Supplied material: Begin

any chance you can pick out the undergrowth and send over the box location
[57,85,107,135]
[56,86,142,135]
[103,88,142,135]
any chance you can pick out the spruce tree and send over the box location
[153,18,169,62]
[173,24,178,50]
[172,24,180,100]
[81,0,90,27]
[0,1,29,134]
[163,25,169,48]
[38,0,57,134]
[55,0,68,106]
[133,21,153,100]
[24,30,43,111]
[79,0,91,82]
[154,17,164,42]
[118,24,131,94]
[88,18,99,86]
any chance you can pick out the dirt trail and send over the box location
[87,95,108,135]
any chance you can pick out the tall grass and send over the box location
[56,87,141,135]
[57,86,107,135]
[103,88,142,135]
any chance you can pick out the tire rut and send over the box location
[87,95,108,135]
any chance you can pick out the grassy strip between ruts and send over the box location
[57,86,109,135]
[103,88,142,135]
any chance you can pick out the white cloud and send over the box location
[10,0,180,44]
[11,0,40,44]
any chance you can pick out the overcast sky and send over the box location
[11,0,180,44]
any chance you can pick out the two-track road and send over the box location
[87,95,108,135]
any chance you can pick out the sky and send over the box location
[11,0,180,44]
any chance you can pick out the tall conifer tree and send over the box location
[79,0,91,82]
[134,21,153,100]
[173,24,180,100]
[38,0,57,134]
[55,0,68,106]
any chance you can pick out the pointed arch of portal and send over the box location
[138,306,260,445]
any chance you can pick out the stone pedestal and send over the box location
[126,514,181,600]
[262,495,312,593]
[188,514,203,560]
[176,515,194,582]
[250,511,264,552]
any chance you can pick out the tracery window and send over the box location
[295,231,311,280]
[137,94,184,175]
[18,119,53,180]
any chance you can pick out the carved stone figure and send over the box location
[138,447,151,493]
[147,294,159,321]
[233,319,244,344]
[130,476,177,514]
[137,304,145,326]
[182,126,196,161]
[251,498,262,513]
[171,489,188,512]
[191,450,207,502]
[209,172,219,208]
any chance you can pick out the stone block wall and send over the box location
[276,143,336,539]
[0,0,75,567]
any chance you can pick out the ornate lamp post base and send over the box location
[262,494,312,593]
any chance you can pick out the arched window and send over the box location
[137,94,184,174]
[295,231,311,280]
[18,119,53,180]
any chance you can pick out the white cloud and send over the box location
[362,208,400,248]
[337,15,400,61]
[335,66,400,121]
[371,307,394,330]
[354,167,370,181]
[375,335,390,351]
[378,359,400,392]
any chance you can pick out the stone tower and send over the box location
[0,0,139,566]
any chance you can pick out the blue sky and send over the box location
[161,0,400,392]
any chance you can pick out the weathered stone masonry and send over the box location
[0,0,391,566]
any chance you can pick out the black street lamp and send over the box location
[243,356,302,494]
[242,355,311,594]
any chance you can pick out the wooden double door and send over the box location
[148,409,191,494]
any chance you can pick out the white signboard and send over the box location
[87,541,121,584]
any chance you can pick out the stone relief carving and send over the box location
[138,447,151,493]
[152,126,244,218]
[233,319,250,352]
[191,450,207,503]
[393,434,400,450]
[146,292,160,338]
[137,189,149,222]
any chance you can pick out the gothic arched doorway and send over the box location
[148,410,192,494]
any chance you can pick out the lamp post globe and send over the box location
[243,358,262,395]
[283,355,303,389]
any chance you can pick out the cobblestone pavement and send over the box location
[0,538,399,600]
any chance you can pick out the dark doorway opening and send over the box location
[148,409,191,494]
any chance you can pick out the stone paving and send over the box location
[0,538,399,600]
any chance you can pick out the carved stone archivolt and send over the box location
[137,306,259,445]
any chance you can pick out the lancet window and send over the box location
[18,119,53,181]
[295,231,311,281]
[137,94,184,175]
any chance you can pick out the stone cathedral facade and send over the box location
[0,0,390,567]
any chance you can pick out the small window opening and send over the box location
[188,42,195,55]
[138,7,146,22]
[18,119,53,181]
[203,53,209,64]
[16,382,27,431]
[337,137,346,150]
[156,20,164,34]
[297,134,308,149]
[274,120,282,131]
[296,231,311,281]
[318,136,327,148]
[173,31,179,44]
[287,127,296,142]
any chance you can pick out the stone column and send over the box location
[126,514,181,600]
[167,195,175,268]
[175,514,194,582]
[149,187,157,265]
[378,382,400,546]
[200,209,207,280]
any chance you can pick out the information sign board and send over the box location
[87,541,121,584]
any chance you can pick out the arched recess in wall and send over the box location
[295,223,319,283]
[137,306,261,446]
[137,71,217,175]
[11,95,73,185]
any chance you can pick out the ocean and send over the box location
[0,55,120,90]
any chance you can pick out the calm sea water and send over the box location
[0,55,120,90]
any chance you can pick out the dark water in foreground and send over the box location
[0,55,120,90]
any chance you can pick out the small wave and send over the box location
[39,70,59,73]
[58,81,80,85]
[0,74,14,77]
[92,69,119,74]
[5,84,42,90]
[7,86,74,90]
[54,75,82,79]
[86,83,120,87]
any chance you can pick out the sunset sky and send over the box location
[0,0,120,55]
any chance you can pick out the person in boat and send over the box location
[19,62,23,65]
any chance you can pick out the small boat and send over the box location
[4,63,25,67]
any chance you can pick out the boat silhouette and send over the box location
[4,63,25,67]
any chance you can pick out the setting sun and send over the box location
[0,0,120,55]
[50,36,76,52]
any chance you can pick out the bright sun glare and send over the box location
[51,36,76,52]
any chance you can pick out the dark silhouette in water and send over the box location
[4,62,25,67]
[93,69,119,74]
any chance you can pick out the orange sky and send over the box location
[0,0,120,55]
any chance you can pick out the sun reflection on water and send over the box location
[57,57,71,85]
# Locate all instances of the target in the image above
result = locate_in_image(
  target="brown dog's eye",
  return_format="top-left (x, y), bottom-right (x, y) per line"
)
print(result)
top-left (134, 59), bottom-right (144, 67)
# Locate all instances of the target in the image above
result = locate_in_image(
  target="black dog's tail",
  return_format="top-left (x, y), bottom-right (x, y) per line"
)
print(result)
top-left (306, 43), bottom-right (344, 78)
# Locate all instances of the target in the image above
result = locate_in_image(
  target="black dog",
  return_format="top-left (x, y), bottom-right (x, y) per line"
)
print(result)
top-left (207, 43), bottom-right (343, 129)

Supplied material: End

§ What you should do: Every entry should be output again exactly as written.

§ Result:
any chance you can pick out the undergrowth and send over the box location
[57,85,107,135]
[56,86,142,135]
[103,88,142,135]
any chance you can pick out the spruce tree and send over the box location
[153,18,169,62]
[173,24,178,50]
[172,24,180,100]
[81,0,90,27]
[0,1,29,134]
[163,25,169,48]
[38,0,57,134]
[55,0,68,106]
[133,21,153,100]
[24,30,43,111]
[79,0,91,82]
[154,17,164,42]
[118,24,131,94]
[88,18,99,86]
any chance you can pick out the dirt trail and send over the box location
[87,95,108,135]
any chance you can pick out the tall grass and send over the box location
[56,87,141,135]
[57,86,107,135]
[103,88,142,135]
any chance you can pick out the tire rut and send over the box location
[87,95,108,135]
any chance you can pick out the grassy strip between ruts and send over the box location
[57,86,109,135]
[103,88,142,135]
any chance you can pick out the white cloud and send over the box location
[10,0,180,44]
[11,0,40,44]
any chance you can pick out the overcast sky and send over the box location
[11,0,180,44]
any chance you can pick out the two-track road and send over the box location
[87,95,108,135]
any chance you can pick out the sky and send over the box location
[11,0,180,44]
any chance you can pick out the tall conifer tree and send over the box location
[79,0,91,82]
[134,21,153,100]
[173,24,180,100]
[38,0,57,134]
[55,0,68,106]
any chance you can pick out the pointed arch of portal and send over the box location
[138,306,260,445]
any chance you can pick out the stone pedestal and send over the box location
[126,514,181,600]
[262,495,312,593]
[188,514,203,560]
[176,515,194,582]
[250,511,264,552]
any chance you can pick out the tracery window and send over the box location
[295,231,311,280]
[137,94,184,175]
[18,119,53,180]
any chance you can pick out the carved stone figure and send over the box location
[138,447,151,493]
[147,294,159,321]
[233,319,244,344]
[130,476,177,514]
[137,304,145,326]
[182,126,196,161]
[251,498,262,513]
[171,489,188,512]
[191,450,207,502]
[209,172,219,208]
any chance you can pick out the stone block wall and send over the box location
[276,143,336,539]
[0,0,75,567]
any chance you can pick out the ornate lamp post base and send over the box location
[262,494,312,593]
any chance you can pick out the arched window and send over the box location
[137,94,184,174]
[295,231,311,280]
[18,119,53,180]
any chance you can pick out the white cloud and send over the box location
[362,208,400,248]
[337,15,400,61]
[335,66,400,121]
[371,307,394,330]
[354,167,370,181]
[375,335,390,351]
[378,359,400,392]
any chance you can pick out the stone tower and send over the box location
[0,0,139,566]
any chance you can pick out the blue sky and send over the box location
[161,0,400,392]
any chance you can pick out the weathered stone masonry and send over the box location
[0,0,391,566]
any chance you can pick out the black street lamp and send over the box location
[243,356,302,494]
[242,355,311,594]
any chance you can pick out the wooden double door and send over the box location
[148,409,191,494]
any chance you can pick out the white signboard and send over the box location
[87,541,121,584]
any chance you can pick out the stone relief carving and send over the box location
[138,447,151,493]
[152,126,244,218]
[233,319,250,352]
[191,450,207,503]
[393,434,400,450]
[146,292,160,338]
[137,189,149,222]
any chance you can pick out the gothic arched doorway and send over the box location
[148,410,192,494]
any chance you can pick out the lamp post globe and send over the box location
[243,358,262,395]
[283,355,303,389]
any chance you can pick out the cobblestone pavement and send over the box location
[0,538,399,600]
any chance you can pick out the dark doorway opening and send over the box location
[148,409,191,494]
any chance you can pick out the stone paving and send over the box location
[0,538,399,600]
any chance you can pick out the carved stone archivolt and send over the box location
[137,306,259,445]
any chance you can pick out the lancet window and send over the box location
[18,119,53,181]
[295,231,311,281]
[137,94,184,175]
any chance you can pick out the stone cathedral facade and send over the box location
[0,0,390,567]
any chance you can pick out the small window opening and send over the box location
[188,42,195,55]
[138,7,146,22]
[18,119,53,181]
[203,53,209,64]
[16,382,27,431]
[337,137,346,150]
[156,20,164,34]
[297,134,308,149]
[274,120,282,131]
[296,231,311,281]
[318,136,327,148]
[173,31,179,44]
[287,127,296,142]
any chance you can pick out the stone column and send over the box location
[126,514,181,600]
[167,195,175,268]
[175,514,194,582]
[149,187,157,265]
[378,382,400,546]
[200,209,207,280]
any chance you can pick out the information sign board and send over the box location
[87,541,121,584]
any chance you can pick out the arched recess in wall and send over the box location
[295,223,319,283]
[137,306,261,446]
[137,71,217,175]
[11,95,73,185]
any chance you can pick out the ocean and send over the box location
[0,55,120,90]
any chance you can pick out the calm sea water and send over the box location
[0,55,120,90]
any chance you can pick out the dark water in foreground and send over the box location
[0,55,120,90]
any chance you can pick out the small wave and send over the box location
[39,70,59,73]
[58,81,80,85]
[0,74,14,77]
[92,69,119,74]
[5,84,42,90]
[7,86,74,90]
[54,75,82,79]
[86,83,120,87]
any chance you can pick out the sunset sky and send over the box location
[0,0,120,55]
any chance you can pick out the person in boat and send over the box location
[19,62,23,65]
any chance you can pick out the small boat and send over the box location
[4,63,25,67]
any chance you can pick out the boat silhouette and send over the box location
[4,63,25,67]
any chance you can pick out the setting sun and send over the box location
[0,0,120,55]
[50,36,76,52]
any chance you can pick out the bright sun glare and send over the box location
[51,36,76,52]
any chance you can pick out the dark silhouette in water and send over the box location
[4,62,25,67]
[93,69,119,74]
any chance you can pick out the orange sky and send over the box location
[0,0,120,55]
any chance you can pick out the sun reflection on water and send over the box location
[57,57,71,85]
# Locate all instances of the target in the image above
result = locate_in_image(
  target="brown dog's eye",
  return_format="top-left (x, y), bottom-right (x, y) per line"
)
print(result)
top-left (134, 59), bottom-right (144, 67)
# Locate all instances of the target in the image above
result = locate_in_image(
  target="black dog's tail",
  return_format="top-left (x, y), bottom-right (x, y) per line"
)
print(result)
top-left (306, 43), bottom-right (344, 78)
# Locate all instances of the target in the image above
result = locate_in_image(
  target="black dog",
  return_format="top-left (x, y), bottom-right (x, y) per line"
)
print(result)
top-left (207, 43), bottom-right (343, 129)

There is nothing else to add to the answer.